— HOW TO COMPLETE THIS TASK —
Reproduce the records that follow exactly; any picture among them stays out.
─── EXTRACTED ENTRIES ───
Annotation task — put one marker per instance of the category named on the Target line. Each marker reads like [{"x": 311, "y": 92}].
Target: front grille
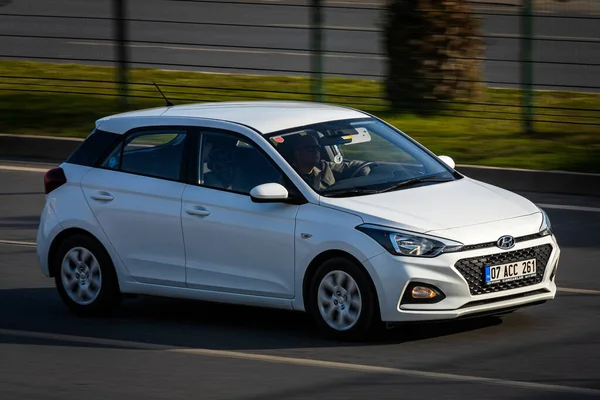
[{"x": 472, "y": 269}]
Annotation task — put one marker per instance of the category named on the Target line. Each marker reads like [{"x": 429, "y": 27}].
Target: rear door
[
  {"x": 136, "y": 198},
  {"x": 233, "y": 244}
]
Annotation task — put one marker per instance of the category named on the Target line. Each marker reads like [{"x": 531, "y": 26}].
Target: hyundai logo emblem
[{"x": 506, "y": 242}]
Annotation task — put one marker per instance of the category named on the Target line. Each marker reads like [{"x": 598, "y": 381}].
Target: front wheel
[
  {"x": 342, "y": 300},
  {"x": 85, "y": 276}
]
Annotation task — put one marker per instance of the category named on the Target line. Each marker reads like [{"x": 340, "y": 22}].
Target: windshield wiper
[
  {"x": 367, "y": 190},
  {"x": 414, "y": 181},
  {"x": 350, "y": 191}
]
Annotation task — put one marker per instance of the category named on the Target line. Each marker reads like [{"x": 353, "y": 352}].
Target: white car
[{"x": 293, "y": 205}]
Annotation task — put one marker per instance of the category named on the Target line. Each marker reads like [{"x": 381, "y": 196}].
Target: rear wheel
[
  {"x": 342, "y": 300},
  {"x": 85, "y": 276}
]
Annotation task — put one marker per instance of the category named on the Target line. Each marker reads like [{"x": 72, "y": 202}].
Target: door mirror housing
[
  {"x": 269, "y": 193},
  {"x": 448, "y": 161}
]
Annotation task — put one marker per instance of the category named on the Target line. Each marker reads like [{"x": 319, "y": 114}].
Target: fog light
[{"x": 422, "y": 292}]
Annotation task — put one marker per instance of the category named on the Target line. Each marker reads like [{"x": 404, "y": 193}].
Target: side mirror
[
  {"x": 448, "y": 161},
  {"x": 268, "y": 193}
]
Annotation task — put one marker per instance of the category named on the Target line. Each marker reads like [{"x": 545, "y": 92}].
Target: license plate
[{"x": 510, "y": 272}]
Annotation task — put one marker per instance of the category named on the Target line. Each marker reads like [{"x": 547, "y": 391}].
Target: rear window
[{"x": 94, "y": 148}]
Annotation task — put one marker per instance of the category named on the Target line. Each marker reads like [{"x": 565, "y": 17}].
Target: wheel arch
[
  {"x": 60, "y": 238},
  {"x": 327, "y": 255}
]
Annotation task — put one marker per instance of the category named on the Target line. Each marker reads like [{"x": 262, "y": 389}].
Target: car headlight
[
  {"x": 404, "y": 243},
  {"x": 546, "y": 227}
]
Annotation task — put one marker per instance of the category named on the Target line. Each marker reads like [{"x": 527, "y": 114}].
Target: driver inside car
[{"x": 320, "y": 174}]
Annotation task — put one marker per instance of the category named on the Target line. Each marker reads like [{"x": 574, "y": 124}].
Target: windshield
[{"x": 354, "y": 157}]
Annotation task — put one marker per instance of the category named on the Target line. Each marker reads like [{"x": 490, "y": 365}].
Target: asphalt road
[
  {"x": 276, "y": 28},
  {"x": 169, "y": 349}
]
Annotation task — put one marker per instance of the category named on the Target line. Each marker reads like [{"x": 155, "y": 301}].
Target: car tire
[
  {"x": 339, "y": 288},
  {"x": 85, "y": 276}
]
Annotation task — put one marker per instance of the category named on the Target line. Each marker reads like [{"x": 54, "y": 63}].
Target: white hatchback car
[{"x": 293, "y": 205}]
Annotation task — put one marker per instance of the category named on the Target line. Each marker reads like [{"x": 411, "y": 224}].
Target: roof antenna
[{"x": 169, "y": 104}]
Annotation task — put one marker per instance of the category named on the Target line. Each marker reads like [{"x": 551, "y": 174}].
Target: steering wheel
[{"x": 363, "y": 166}]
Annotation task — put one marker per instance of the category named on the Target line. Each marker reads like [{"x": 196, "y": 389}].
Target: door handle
[
  {"x": 201, "y": 211},
  {"x": 103, "y": 196}
]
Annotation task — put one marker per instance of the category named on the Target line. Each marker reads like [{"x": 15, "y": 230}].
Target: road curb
[{"x": 57, "y": 149}]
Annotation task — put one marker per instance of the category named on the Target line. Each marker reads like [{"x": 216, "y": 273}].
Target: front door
[{"x": 233, "y": 244}]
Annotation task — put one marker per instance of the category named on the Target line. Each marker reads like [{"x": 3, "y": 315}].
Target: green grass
[{"x": 568, "y": 139}]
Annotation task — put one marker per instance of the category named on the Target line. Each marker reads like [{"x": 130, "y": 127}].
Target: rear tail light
[{"x": 54, "y": 179}]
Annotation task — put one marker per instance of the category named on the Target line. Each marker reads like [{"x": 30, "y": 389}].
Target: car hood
[{"x": 437, "y": 207}]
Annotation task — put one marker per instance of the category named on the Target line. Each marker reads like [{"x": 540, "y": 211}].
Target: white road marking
[
  {"x": 302, "y": 362},
  {"x": 579, "y": 291},
  {"x": 18, "y": 243},
  {"x": 570, "y": 208},
  {"x": 27, "y": 169},
  {"x": 298, "y": 53}
]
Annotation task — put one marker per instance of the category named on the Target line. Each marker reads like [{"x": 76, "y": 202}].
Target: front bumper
[{"x": 459, "y": 276}]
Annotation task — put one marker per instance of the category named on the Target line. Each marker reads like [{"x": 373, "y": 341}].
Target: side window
[
  {"x": 232, "y": 164},
  {"x": 152, "y": 153}
]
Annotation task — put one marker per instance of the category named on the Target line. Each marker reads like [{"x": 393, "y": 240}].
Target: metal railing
[{"x": 530, "y": 45}]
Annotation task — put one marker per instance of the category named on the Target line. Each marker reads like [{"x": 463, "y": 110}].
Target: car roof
[{"x": 263, "y": 116}]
───
— RESULT FOR THIS TASK —
Annotation task — put one marker per instance of the category named on the Target line. Each marker reads like [{"x": 311, "y": 92}].
Target: front grille
[{"x": 472, "y": 269}]
Annotation task — put one marker per instance of the category named on the Target line. Each marker reads like [{"x": 429, "y": 27}].
Target: rear door
[
  {"x": 136, "y": 198},
  {"x": 233, "y": 244}
]
Annotation task — put one marker per instance of the category named on the Target line. Each marker reads like [{"x": 531, "y": 26}].
Target: hyundai logo emblem
[{"x": 506, "y": 242}]
Annotation task — put one marker per instance of the category named on the Target line. Each marker reads like [{"x": 598, "y": 381}].
Target: front wheel
[
  {"x": 342, "y": 300},
  {"x": 85, "y": 276}
]
Annotation task — put one marker per instance of the category named on the Target line. Each marker reads like [{"x": 340, "y": 22}].
Target: windshield wiper
[
  {"x": 367, "y": 190},
  {"x": 414, "y": 181},
  {"x": 350, "y": 191}
]
Annotation task — put one marker per instance of the category named on the Target line. Each marker reads like [{"x": 353, "y": 352}].
Target: white car
[{"x": 293, "y": 205}]
Annotation task — put one marker per instance of the category named on the Target line. Each marker reads like [{"x": 381, "y": 196}].
Target: rear wheel
[
  {"x": 342, "y": 300},
  {"x": 85, "y": 276}
]
Annotation task — put one marker per instance of the category named on the Target line. Each marker reads like [{"x": 72, "y": 202}].
Target: door mirror housing
[
  {"x": 269, "y": 193},
  {"x": 448, "y": 161}
]
Annotation task — put one marker per instance of the category named on the Target line. Each marker reads like [{"x": 319, "y": 114}].
Target: fog light
[{"x": 422, "y": 292}]
Annotation task — put one marker per instance of the category named on the Target line. Each marker reads like [{"x": 404, "y": 193}].
Target: side mirror
[
  {"x": 448, "y": 161},
  {"x": 268, "y": 193}
]
Annotation task — put one marker per instance of the category named on the Target line. Each marker reads like [{"x": 545, "y": 92}].
Target: license plate
[{"x": 510, "y": 272}]
Annotation task — put one marker per instance of the category named on the Target line. Each marker reads like [{"x": 547, "y": 391}].
Target: rear window
[{"x": 94, "y": 148}]
Annotation task — put one marker per instance of the category named on the Target line. Each marker reads like [{"x": 565, "y": 17}].
Target: wheel arch
[
  {"x": 60, "y": 238},
  {"x": 327, "y": 255}
]
Annotation task — put one marker per instance of the category named on the Target line. Each marker reads like [{"x": 262, "y": 389}].
Target: car headlight
[
  {"x": 404, "y": 243},
  {"x": 546, "y": 227}
]
Annotation task — put one marker per instance of the category named on the Target line. Each marker reads like [{"x": 527, "y": 114}].
Target: driver inside car
[{"x": 320, "y": 174}]
Annotation task — put one marker per instance of the category named on the Target line. Each marker reads like [{"x": 574, "y": 124}].
Target: windshield
[{"x": 354, "y": 157}]
Annotation task — put one marker per instance of the category named on the Target line. Each marker reads like [{"x": 490, "y": 365}].
Target: asphalt road
[
  {"x": 276, "y": 28},
  {"x": 169, "y": 349}
]
Annotation task — put one marker per instance of the category named on the Target line. Each marker reads like [{"x": 155, "y": 301}].
Target: car tire
[
  {"x": 339, "y": 288},
  {"x": 85, "y": 276}
]
Annotation task — put one marker per instance of the category named on the Target line. Each marker reads like [{"x": 54, "y": 63}].
Target: white hatchback car
[{"x": 293, "y": 205}]
Annotation task — put one marker per instance of the category named on the Target line. Each marker reads like [{"x": 411, "y": 224}].
Target: roof antenna
[{"x": 169, "y": 104}]
Annotation task — put one marker per instance of the category named on the Target line. Each marker reads like [{"x": 551, "y": 174}].
Target: steering wheel
[{"x": 363, "y": 166}]
Annotation task — put one marker per instance of the category named on the Target line. Each marker reads like [{"x": 196, "y": 389}].
Target: door handle
[
  {"x": 201, "y": 211},
  {"x": 103, "y": 196}
]
Annotation task — put one marker per instance of the category named on the Target line. Each marker reads like [{"x": 15, "y": 230}].
Target: road curb
[{"x": 57, "y": 149}]
Annotation task — put one marker per instance of the category named on the Target line. Each marker reads like [{"x": 216, "y": 273}].
Target: front door
[{"x": 233, "y": 244}]
Annotation task — put one marker per instance of the category named on the Target line. Each marker reads like [{"x": 3, "y": 315}].
Target: green grass
[{"x": 568, "y": 139}]
Annotation task — put one marker per instance of the category named on the Target line. Each marker reads like [{"x": 130, "y": 127}].
Target: rear tail light
[{"x": 54, "y": 179}]
Annotation task — put one marker per instance of the category named on the Target line. Each marker reads like [{"x": 30, "y": 389}].
Target: car hood
[{"x": 437, "y": 207}]
Annotation task — put one marker per instance of the category named on the Target line. Each marker reads like [{"x": 540, "y": 211}].
Target: white road marking
[
  {"x": 302, "y": 362},
  {"x": 579, "y": 291},
  {"x": 18, "y": 243},
  {"x": 570, "y": 208},
  {"x": 27, "y": 169},
  {"x": 298, "y": 53}
]
Annotation task — put one marker per instance of the category named on the Target line. Each marker reads like [{"x": 76, "y": 202}].
Target: front bumper
[{"x": 459, "y": 276}]
Annotation task — put one marker per instance of the category named on the Target line. Each marker reads like [{"x": 373, "y": 341}].
Target: side window
[
  {"x": 232, "y": 164},
  {"x": 152, "y": 153}
]
Annotation task — put one marker per instance of the category named on the Target line. Each marker reads like [{"x": 393, "y": 240}].
Target: metal railing
[{"x": 530, "y": 45}]
Annotation task — put one marker per instance of the category named on the Target line. Each marker reads like [{"x": 463, "y": 110}].
Target: car roof
[{"x": 263, "y": 116}]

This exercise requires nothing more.